Your goal: Set out all of the material below as a numbered list, one line per item, leaving out any blank lines.

Listed records:
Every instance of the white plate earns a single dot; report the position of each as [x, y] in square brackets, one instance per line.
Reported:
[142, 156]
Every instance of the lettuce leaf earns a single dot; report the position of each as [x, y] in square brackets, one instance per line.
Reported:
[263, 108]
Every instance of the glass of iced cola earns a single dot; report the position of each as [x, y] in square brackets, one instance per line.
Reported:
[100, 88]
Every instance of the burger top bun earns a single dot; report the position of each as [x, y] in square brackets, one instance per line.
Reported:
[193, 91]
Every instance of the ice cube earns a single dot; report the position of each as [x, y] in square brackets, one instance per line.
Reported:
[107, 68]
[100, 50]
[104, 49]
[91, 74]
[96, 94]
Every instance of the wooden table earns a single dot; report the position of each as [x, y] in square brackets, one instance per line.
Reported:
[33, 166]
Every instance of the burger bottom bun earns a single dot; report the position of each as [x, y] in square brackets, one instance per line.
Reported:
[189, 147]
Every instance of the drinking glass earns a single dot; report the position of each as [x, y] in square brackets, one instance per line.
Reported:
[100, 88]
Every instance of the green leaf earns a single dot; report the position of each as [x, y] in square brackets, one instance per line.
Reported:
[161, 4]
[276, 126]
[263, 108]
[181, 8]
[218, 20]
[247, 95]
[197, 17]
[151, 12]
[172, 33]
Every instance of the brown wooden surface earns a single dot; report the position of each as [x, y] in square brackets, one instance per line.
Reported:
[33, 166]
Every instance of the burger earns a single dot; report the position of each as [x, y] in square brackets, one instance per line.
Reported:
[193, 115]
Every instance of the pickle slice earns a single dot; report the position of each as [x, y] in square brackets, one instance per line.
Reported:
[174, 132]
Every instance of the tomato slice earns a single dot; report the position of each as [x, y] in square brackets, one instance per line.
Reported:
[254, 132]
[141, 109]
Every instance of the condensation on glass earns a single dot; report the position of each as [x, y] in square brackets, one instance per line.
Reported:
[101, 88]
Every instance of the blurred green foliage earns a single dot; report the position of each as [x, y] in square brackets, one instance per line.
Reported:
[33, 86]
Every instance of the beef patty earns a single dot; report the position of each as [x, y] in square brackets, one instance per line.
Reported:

Written reply:
1. Every instance of the white plate earns a single dot; report the position of each as [x, y] in square brackets, one instance per line.
2. Reported:
3. [142, 156]
4. Every instance of the lettuce leaf earns a single dot; report the position of each as [x, y] in square brackets, one instance per line.
5. Reported:
6. [263, 108]
7. Every instance of the glass of iced cola earns a single dot; report the position of each as [x, y] in square brackets, one instance per line.
8. Reported:
9. [100, 88]
10. Every instance of the burger top bun earns a single dot; report the position of each as [x, y] in square brackets, one instance per line.
11. Reported:
12. [193, 91]
13. Every instance of the ice cube earns a single dot; report the position of each as [x, y] in square brackets, one instance per line.
14. Reported:
15. [107, 68]
16. [100, 50]
17. [104, 49]
18. [91, 74]
19. [96, 94]
20. Every instance of the wooden table earns a single dot; report the position of each as [x, y] in square brackets, one instance per line.
21. Reported:
22. [33, 166]
23. Every instance of the burger bottom bun earns a single dot; report the position of each as [x, y] in square brackets, one instance per line.
24. Reported:
25. [189, 147]
26. Every instance of the drinking glass earns a single dot; report the position of each as [x, y] in square brackets, one instance per line.
27. Reported:
28. [100, 88]
29. Every instance of the green leaf earns a single dot; report the position of each as [x, y] in square brackets, one instance per line.
30. Reported:
31. [161, 4]
32. [276, 126]
33. [263, 108]
34. [181, 8]
35. [218, 20]
36. [247, 95]
37. [197, 17]
38. [151, 12]
39. [172, 33]
40. Every instance of the brown wooden surface earns a single dot; report the position of each as [x, y] in square brackets, one instance per line.
41. Reported:
42. [33, 166]
43. Every instance of the burger earns a single dot; report the position of each as [x, y] in square brackets, one instance per line.
44. Reported:
45. [193, 115]
46. Every instance of the pickle slice earns a single dot; report the position of each as [x, y] in square brackets, one instance per line.
47. Reported:
48. [174, 132]
49. Every instance of the tomato slice earns a single dot; report the position of each as [x, y] in square brackets, one instance per line.
50. Reported:
51. [254, 132]
52. [141, 109]
53. Every instance of the condensation on glass earns a single dot; report the position of each as [x, y] in square brackets, one instance per line.
54. Reported:
55. [101, 88]
56. Every instance of the blurred green foliage earns a single dot; report the position of each as [x, y] in square brackets, one instance per line.
57. Reported:
58. [33, 86]
59. Every instance of the beef patty earns a single dot; report the position of each as [x, y] in square brackets, one instance per line.
60. Reported:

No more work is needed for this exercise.